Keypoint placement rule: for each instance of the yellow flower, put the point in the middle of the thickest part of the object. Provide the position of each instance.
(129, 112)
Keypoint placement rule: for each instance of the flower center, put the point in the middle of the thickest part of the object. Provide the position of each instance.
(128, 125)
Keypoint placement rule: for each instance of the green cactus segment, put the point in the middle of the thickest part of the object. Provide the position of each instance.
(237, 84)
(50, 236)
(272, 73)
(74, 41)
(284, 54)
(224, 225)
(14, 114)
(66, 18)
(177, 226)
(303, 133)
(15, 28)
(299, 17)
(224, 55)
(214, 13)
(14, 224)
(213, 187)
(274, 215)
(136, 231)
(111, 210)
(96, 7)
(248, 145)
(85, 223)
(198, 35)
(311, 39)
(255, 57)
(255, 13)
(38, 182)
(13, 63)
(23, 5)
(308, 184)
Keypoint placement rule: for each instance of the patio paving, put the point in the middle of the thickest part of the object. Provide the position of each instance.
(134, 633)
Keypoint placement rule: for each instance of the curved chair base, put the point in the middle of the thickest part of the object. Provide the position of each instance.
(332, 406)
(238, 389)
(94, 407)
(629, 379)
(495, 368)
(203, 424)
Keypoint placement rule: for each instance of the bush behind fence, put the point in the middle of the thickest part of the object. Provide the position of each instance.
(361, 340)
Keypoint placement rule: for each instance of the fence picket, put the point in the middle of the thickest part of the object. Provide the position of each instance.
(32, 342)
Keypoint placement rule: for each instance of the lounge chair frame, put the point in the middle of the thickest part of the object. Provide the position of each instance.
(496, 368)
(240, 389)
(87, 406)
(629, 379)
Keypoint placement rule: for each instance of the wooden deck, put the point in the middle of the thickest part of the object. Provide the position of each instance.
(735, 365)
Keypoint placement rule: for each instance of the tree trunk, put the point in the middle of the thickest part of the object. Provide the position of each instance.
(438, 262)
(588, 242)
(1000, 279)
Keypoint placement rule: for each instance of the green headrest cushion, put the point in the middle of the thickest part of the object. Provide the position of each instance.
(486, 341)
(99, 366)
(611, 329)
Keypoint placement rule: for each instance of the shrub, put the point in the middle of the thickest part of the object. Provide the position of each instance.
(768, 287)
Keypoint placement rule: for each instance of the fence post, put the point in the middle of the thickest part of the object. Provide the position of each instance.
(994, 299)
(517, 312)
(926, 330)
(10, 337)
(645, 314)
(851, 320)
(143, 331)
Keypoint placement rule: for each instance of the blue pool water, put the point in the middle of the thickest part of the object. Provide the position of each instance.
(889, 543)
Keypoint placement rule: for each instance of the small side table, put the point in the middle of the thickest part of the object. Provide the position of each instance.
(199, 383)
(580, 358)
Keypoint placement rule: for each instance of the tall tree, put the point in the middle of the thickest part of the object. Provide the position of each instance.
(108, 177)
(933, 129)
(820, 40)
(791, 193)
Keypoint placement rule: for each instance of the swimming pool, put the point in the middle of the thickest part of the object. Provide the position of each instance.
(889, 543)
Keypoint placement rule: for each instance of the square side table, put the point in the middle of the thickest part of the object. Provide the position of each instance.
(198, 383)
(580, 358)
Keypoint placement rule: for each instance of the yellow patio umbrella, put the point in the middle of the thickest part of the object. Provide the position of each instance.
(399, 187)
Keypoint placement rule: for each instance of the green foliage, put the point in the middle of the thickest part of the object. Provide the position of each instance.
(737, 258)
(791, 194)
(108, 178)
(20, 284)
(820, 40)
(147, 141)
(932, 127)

^^^^^^^^

Write the material out exactly, with nothing left out.

WORKED ANSWER
Keypoint placement rule: for each instance of the yellow flower, put the point in the middle of the thickest part of the object. Provide the position of each instance.
(129, 112)
Keypoint placement rule: for each instance of the flower center, put the point in the middle of the thickest part of the object. Provide the position of each instance.
(128, 125)
Keypoint placement rule: for each instance of the green cactus segment, put the point in the middle of the thickest part of the object. Provide the position of each instance.
(237, 84)
(50, 236)
(272, 73)
(74, 41)
(284, 54)
(224, 225)
(14, 114)
(66, 18)
(177, 226)
(303, 133)
(15, 28)
(299, 17)
(224, 55)
(214, 13)
(14, 224)
(213, 187)
(274, 215)
(136, 231)
(111, 210)
(96, 7)
(248, 145)
(85, 223)
(198, 35)
(311, 39)
(255, 57)
(255, 13)
(38, 182)
(13, 63)
(23, 5)
(308, 184)
Keypoint placement rule: for each instance of the patio paving, put the point in the middle of the thickest part of the object. Provide the position of each instance.
(134, 633)
Keypoint placement rule: for each instance of the curved chair base, put the point in the middle of the thickest part of the object. Provide the position of each instance.
(332, 406)
(238, 389)
(94, 407)
(629, 379)
(495, 368)
(203, 424)
Keypoint placement rule: for each instance of the bush behind fence, put the point in the middle of the thickest part of the object. Provide the position of each instance.
(361, 340)
Keypoint placement rule: for each instance of the fence picket, put the point in the middle of the thickest part of the object. Provide the position of each instance.
(32, 342)
Keypoint placement rule: for each instance of the lounge chair frame, put the point in the middle of the thickest part of the object. Provide the position of each instance.
(496, 368)
(240, 389)
(87, 406)
(629, 379)
Keypoint placement rule: for each instance of the wooden deck, put the point in the middle of the thickest part of the object. Provide the position of each instance.
(735, 365)
Keypoint placement rule: for each instance of the tree trunk, put the point in the middle of the thickest part of the object. Provide the position of each instance.
(438, 262)
(588, 242)
(1000, 279)
Keypoint placement rule: for each instance of the green headrest cushion, put the point in the middle of the thickest part of the object. Provide the position of each instance.
(486, 341)
(99, 366)
(611, 329)
Keypoint placement rule: for each instance of the shrub, put the point in the middle of the thickest part of the object. Provide the position of each instance.
(768, 287)
Keypoint placement rule: for each instance of the fence post, put the point in the middle of the thickest part of the object. Provide the position of each instance.
(994, 299)
(517, 312)
(926, 330)
(10, 337)
(645, 314)
(851, 320)
(143, 331)
Keypoint placement rule: for each instance of the blue pool water, put the point in the middle of the thickest part of the object. Provide the position of each instance.
(889, 543)
Keypoint placement rule: for each instance of the small side table, put the point in the middle of the thickest part of the object. Provide the position of each instance.
(199, 383)
(580, 358)
Keypoint placement rule: for each instance of the tall tree, put the point in the middle of the thickest part of the object. Provide the position of each instance.
(108, 177)
(933, 129)
(820, 40)
(791, 193)
Keypoint placement rule: for each instance of the swimming pool, put the point in the middle of the thickest part of the object. Provide the position of each instance.
(889, 543)
Keypoint placement rule: for each instance of the square side table, put the point in the middle of the thickest part of the object. Provide the position of each instance.
(198, 383)
(580, 358)
Keypoint placement rule: for each instance of the yellow patio umbrella, put the point in the middle of the thickest part of the object. Provide the position of each instance.
(399, 187)
Keypoint placement rule: for each instance of the green foliage, put the point in the middle of the thickest part of the object. Provide the position of each instance.
(737, 258)
(791, 194)
(108, 178)
(20, 284)
(820, 40)
(147, 141)
(932, 127)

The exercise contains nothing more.